Segment Start: Records to use
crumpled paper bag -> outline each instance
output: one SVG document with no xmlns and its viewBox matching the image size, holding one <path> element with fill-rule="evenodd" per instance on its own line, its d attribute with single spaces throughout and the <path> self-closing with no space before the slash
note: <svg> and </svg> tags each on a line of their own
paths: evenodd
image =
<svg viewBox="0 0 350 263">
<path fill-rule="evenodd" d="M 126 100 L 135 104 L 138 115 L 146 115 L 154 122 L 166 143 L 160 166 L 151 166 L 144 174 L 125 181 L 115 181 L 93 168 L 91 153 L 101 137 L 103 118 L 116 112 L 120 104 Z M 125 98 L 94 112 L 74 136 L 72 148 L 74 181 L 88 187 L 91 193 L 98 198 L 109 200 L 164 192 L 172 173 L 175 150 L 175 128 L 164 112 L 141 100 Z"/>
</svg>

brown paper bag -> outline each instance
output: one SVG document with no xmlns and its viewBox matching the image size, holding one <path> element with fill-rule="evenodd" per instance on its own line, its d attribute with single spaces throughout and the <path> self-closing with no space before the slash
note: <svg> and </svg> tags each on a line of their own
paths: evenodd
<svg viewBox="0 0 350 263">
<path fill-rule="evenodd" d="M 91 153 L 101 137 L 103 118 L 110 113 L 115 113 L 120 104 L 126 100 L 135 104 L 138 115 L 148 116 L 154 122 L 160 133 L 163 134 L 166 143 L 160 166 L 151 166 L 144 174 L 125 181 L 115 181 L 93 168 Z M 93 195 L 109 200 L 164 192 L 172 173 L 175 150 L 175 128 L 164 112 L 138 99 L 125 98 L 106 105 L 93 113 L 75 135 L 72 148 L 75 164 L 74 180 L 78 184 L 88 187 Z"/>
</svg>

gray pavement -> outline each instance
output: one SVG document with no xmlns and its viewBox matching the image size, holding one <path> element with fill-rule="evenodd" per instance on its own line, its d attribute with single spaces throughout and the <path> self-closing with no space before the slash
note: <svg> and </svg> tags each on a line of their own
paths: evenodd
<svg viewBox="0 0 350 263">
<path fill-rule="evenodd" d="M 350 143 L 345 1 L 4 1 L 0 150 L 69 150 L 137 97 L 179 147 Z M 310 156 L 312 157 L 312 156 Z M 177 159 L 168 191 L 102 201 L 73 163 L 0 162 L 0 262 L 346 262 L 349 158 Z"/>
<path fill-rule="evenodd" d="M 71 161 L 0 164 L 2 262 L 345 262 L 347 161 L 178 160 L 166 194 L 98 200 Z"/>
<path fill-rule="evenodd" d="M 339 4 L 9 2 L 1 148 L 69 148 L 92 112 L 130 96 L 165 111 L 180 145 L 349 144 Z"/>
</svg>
Segment End: Records to use
# What you will do:
Scan the material above. Copy each line that holds the word "paper".

# Result below:
crumpled paper bag -> outline each instance
brown paper bag -> outline each instance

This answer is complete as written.